Le « milieu » a souvent coutume de dire que le cinéma français est sauvé par ses comédies, genre économiquement viable à tel point qu’il n’y a pas un mois sans qu’une ou plusieurs comédies pointent leur nez au box-office national. Economiquement, c’est un fait avéré. Esthétiquement, idéologiquement, moralement, c’est une autre affaire, ce genre étant à la pointe de ce qui se fait de pire dans ce pays. De ce point de vue, Mon meilleur ami bat des records. L’histoire ? Un marchand d’art (Daniel Auteuil), qu’on a mis au défi de trouver un ami, voit en la personne d’un chauffeur de taxi (Dany Boon) le gogo idéal, bien qu’il l’ait d’abord un peu éconduit. La grande leçon d’humanité, c’est le gogo qui va la donner.

=======

Consigne de travail: Reprenez la critique du film Mon meilleur ami et poursuivez-la à partir de sa dernière phrase.

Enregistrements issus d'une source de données
=======

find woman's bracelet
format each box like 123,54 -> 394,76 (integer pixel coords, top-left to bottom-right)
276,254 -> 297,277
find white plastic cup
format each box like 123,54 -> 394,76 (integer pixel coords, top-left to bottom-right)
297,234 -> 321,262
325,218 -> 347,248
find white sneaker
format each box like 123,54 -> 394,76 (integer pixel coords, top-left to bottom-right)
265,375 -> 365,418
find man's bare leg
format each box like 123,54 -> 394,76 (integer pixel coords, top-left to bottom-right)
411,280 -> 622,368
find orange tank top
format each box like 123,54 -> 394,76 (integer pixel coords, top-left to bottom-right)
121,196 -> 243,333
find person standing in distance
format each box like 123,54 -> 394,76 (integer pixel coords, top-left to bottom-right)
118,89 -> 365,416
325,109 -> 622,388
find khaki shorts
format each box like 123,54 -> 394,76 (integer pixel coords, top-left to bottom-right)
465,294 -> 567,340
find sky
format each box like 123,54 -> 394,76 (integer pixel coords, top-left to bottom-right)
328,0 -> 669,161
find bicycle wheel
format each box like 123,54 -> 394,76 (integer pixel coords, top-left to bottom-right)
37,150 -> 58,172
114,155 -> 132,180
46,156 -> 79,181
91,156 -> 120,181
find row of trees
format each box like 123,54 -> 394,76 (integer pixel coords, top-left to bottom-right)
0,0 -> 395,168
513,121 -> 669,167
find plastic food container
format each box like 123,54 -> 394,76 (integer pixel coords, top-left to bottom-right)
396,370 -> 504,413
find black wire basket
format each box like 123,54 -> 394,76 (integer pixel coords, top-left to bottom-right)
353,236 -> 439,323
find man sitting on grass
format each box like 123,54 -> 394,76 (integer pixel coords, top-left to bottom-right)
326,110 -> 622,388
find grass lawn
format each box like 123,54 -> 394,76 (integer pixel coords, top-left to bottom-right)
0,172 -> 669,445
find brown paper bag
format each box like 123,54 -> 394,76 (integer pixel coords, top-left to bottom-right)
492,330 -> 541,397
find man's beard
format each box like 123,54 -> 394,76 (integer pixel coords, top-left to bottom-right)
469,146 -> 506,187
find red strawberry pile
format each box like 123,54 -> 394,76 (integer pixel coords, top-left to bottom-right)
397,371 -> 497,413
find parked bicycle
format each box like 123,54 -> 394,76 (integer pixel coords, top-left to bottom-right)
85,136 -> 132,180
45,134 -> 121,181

=======

Votre réponse:
Le film suinte l’affect de classe de partout. En témoigne, parmi d’autres éléments, la façon dont Leconte envisage le jeu de chacun sans même s’en rendre compte (un festival de lapsus en tous genres). Aux riches un jeu naturaliste, à peine théâtralisé. Aux pauvres un jeu au contraire folklorique avec mimiques à tout va, roulements d’yeux et sourires béats (les parents de Danny Boon). Aux uns le regard perçant de celui à qui on ne la fait pas, aux autres une naïveté bovine et bienheureuse. Cette différence de traitement (dialogues, niveau de jeu) n’est pas anecdotique dans un film qui prétend parler de l’amitié mais évidemment pas de la lutte des classes. Chez Leconte cette donnée n’existe même pas car à l’instar de Claude Autant-Lara lorsqu’il réalise La Traversée de Paris, le monde dans lequel vivent les personnages est harmonieux, chacun à sa place et content d’y être. Et si chez Leconte un pauvre, un chauffeur de taxi, un salarié, doit devenir riche, c’est bien entendu en jouant à Qui veut gagner des millions ?.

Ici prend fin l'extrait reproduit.